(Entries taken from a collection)
>>>>

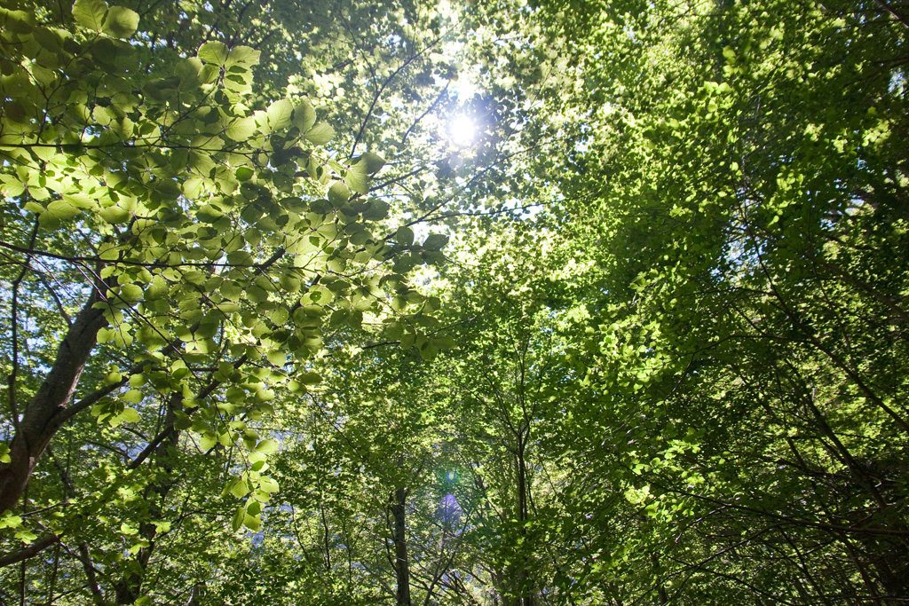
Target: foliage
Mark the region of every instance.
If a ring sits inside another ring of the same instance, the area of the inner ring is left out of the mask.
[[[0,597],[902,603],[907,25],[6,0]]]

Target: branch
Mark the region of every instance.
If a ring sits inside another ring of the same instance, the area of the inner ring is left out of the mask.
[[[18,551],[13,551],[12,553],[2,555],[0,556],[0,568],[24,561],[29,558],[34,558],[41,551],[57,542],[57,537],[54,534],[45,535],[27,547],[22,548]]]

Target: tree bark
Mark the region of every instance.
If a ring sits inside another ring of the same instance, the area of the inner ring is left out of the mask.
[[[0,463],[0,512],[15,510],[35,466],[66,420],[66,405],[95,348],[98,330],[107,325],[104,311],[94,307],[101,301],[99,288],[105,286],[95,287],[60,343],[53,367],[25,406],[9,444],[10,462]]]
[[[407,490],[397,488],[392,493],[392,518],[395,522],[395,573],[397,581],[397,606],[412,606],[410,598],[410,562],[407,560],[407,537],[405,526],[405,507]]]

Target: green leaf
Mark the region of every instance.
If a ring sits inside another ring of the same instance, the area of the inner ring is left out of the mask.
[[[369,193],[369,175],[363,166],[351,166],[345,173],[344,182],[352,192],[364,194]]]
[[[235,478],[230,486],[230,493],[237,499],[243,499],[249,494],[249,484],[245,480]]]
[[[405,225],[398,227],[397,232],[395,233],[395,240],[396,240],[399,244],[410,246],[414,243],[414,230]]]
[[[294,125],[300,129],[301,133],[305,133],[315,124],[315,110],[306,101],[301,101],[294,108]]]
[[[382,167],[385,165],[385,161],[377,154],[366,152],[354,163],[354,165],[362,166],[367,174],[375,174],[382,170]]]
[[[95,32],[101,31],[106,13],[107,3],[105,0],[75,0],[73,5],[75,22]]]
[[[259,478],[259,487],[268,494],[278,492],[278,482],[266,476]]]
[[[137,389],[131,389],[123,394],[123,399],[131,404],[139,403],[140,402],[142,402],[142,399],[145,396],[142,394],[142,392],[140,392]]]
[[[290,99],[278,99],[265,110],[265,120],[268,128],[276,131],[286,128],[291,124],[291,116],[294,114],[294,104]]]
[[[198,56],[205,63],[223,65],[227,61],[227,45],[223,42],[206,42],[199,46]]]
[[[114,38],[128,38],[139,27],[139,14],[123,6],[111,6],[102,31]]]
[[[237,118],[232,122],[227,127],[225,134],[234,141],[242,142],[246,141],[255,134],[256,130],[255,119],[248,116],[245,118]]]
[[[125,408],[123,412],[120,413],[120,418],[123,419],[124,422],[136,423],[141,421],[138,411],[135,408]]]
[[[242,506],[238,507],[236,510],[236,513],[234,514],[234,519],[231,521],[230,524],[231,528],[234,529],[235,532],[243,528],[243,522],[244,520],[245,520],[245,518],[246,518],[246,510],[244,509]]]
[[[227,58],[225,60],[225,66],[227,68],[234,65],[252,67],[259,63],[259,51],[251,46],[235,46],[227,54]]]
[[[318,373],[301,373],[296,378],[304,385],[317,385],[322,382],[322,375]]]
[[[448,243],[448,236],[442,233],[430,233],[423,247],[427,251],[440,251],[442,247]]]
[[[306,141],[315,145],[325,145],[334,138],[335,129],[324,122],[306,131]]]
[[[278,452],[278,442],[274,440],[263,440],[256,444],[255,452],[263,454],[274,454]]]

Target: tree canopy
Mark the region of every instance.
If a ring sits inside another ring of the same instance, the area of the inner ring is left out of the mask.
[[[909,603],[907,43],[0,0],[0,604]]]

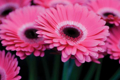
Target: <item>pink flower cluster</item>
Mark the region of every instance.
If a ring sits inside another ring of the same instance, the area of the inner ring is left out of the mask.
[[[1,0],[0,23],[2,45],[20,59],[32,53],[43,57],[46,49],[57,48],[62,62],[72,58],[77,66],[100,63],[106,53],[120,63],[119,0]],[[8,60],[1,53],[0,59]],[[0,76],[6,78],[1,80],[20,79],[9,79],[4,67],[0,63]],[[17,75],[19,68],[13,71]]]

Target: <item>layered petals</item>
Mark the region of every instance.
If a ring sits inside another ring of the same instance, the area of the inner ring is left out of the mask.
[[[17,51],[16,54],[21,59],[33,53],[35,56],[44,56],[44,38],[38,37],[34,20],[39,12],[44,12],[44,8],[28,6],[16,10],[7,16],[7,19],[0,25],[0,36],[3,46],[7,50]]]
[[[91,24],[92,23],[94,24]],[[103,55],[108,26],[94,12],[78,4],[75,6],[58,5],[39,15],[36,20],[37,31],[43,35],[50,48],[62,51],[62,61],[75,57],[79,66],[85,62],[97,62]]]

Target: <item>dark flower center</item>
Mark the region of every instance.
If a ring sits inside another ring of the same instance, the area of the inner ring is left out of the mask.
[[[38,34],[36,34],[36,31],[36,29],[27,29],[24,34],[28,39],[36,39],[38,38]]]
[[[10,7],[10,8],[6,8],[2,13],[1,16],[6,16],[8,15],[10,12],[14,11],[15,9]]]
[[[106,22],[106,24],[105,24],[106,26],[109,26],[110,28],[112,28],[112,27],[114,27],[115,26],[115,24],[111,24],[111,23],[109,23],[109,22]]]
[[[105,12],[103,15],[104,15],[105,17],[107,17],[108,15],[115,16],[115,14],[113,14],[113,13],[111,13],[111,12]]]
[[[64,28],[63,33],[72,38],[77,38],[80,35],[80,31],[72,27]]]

<<<<
>>>>

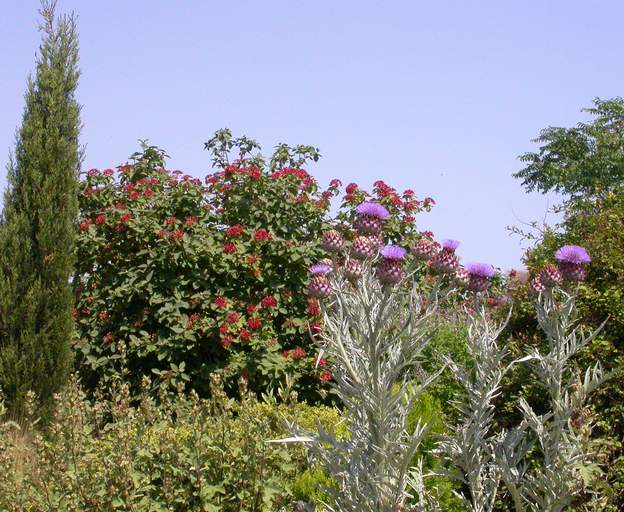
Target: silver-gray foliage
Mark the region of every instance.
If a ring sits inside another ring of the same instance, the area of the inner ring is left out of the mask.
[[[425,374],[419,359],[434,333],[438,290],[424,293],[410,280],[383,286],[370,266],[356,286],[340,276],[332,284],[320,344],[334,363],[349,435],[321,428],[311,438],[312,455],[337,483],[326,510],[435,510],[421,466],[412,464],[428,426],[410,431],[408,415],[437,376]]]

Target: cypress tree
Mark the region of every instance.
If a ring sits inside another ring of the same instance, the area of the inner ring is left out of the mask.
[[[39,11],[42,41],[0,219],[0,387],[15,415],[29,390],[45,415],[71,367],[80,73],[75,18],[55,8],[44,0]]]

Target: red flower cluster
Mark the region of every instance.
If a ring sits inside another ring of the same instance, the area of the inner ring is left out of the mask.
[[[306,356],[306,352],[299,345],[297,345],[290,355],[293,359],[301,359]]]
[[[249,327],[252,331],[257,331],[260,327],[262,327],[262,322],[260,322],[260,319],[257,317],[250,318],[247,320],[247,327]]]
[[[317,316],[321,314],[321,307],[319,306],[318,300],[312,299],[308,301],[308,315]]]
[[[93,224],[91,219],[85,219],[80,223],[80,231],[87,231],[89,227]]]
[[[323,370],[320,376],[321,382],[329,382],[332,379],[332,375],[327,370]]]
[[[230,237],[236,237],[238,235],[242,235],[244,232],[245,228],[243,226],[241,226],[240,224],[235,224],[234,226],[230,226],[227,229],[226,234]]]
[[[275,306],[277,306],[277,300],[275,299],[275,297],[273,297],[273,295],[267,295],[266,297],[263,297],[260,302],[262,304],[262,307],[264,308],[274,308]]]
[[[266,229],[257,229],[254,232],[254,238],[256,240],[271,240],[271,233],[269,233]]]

<<<<

#### [TO DO]
Please copy the records without any change, starting at the line that contains "Target: <item>dark flower center</item>" and stopping after the line that contains "[[[64,28],[63,33],[72,38],[77,38],[80,35],[80,31],[72,27]]]".

#### [EXERCISE OUTPUT]
Target: <item>dark flower center</item>
Mark the region of every instance.
If a ring sits inside another ring of the same instance, the area of the inner ring is left out of the mask.
[[[38,34],[36,34],[36,31],[36,29],[27,29],[24,34],[28,39],[36,39],[38,38]]]
[[[10,7],[10,8],[6,8],[2,13],[1,16],[6,16],[8,15],[10,12],[14,11],[15,9]]]
[[[106,22],[106,24],[105,24],[106,26],[109,26],[110,28],[112,28],[112,27],[114,27],[115,26],[115,24],[111,24],[111,23],[109,23],[109,22]]]
[[[105,12],[103,15],[104,15],[105,17],[107,17],[108,15],[115,16],[115,14],[113,14],[113,13],[111,13],[111,12]]]
[[[64,28],[63,33],[72,38],[77,38],[80,35],[80,31],[72,27]]]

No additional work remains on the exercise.